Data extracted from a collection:
* * * * * * *
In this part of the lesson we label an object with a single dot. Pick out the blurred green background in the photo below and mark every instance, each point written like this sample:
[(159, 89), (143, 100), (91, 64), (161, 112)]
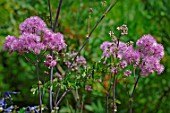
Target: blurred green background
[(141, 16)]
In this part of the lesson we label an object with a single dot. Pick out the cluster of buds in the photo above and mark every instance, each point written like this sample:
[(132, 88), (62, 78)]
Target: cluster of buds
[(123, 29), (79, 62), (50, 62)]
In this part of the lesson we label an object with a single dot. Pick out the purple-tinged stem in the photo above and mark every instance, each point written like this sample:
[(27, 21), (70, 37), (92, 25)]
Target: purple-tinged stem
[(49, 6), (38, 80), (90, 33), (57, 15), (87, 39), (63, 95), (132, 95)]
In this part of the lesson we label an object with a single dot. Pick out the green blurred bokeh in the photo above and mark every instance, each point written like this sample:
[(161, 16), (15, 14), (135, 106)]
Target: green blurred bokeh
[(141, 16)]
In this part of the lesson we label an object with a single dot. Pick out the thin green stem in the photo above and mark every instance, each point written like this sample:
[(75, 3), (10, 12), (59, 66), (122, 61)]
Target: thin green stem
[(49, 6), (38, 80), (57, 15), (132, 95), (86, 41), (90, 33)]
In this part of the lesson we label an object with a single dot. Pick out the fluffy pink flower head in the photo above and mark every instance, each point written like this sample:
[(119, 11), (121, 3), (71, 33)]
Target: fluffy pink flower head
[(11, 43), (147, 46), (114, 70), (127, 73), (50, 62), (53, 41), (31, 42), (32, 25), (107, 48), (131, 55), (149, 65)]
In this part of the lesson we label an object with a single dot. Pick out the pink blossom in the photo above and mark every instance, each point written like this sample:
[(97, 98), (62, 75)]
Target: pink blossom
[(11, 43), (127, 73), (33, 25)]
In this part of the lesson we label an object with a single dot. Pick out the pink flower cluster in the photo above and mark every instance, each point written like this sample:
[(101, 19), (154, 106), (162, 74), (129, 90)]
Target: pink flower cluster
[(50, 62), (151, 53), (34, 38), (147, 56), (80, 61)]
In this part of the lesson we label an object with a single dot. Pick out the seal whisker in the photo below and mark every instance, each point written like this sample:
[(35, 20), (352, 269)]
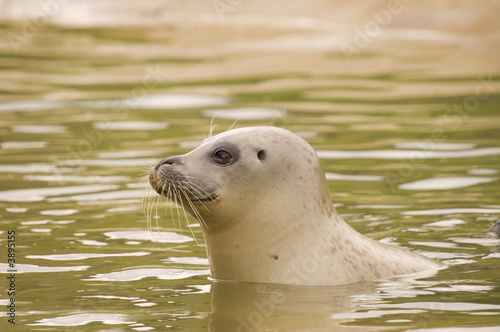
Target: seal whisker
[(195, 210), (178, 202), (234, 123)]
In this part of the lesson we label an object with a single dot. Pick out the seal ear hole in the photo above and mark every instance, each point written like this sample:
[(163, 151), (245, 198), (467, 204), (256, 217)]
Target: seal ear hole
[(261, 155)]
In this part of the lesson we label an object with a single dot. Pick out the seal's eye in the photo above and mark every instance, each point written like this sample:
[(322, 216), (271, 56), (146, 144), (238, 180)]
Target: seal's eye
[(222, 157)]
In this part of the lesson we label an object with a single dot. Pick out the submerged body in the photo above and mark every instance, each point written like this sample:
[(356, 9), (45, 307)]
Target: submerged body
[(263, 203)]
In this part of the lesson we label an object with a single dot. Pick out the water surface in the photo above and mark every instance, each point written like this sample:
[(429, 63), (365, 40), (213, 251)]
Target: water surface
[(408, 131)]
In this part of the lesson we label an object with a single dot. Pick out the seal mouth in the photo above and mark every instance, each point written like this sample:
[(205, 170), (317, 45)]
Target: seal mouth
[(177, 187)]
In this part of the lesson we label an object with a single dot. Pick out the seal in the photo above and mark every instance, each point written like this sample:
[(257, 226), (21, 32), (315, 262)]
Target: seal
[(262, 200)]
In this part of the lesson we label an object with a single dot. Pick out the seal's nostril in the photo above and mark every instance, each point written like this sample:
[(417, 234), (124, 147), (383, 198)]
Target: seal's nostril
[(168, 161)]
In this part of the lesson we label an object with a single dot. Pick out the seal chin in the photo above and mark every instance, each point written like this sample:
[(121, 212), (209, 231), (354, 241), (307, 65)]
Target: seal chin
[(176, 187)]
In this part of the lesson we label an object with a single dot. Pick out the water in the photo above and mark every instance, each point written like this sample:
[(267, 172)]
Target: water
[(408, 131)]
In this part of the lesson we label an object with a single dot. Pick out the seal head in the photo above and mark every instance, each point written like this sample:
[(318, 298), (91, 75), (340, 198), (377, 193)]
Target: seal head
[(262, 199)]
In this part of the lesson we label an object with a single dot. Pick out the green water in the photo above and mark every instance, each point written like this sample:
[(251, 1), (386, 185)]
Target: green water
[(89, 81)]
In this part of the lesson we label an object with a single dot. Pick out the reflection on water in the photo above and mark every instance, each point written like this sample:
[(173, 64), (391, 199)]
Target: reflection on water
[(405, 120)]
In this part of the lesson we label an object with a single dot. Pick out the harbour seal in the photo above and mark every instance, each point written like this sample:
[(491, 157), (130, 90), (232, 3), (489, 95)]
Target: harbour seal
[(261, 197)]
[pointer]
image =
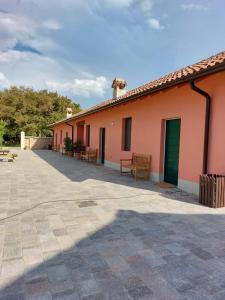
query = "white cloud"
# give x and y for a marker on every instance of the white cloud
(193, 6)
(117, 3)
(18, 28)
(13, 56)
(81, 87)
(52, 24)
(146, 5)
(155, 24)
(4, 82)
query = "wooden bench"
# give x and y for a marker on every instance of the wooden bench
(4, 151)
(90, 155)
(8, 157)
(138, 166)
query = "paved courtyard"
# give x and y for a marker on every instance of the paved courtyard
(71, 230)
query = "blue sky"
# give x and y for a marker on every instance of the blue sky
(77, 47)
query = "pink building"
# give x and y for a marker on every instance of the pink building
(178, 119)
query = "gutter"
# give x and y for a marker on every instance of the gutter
* * * * * * *
TASK INSTRUCTIONS:
In the entries above, please find the line with "Target: seal ear hole" and the line with "[(257, 226), (21, 32), (315, 262)]", then write out exactly those two lines and every line between them, and nothing more.

EXERCISE SOLUTION:
Target: seal ear hole
[(261, 155)]
In this part of the lesson we label an object with a single dot. Pick out the seal's eye in the photo above and mark every instance, each point written like this sample:
[(322, 216), (271, 56), (146, 144), (238, 180)]
Target: seal's eye
[(222, 157)]
In this part of the lesson we label an object with a single dot. Pick out the submerged body in the photo above and mark every instance, each point written like this sample:
[(356, 9), (45, 307)]
Target: submerged body
[(263, 203)]
In this part of the lesson we label an object with a single dot. Pick out the water surface in the photo above and mark every instance, each point written like this sample:
[(429, 63), (365, 40), (213, 251)]
Target: water surface
[(408, 131)]
In this part of the lesson we label an object with a single dot. Pick out the seal mouth in the photo above and mark every instance, each point written like this sample:
[(205, 170), (317, 45)]
Target: seal mouth
[(177, 187)]
In this part of the lesson we label an object with a single dot. Pick out the seal in the photo above and mark every instance, each point written like this sample:
[(257, 226), (21, 32), (315, 262)]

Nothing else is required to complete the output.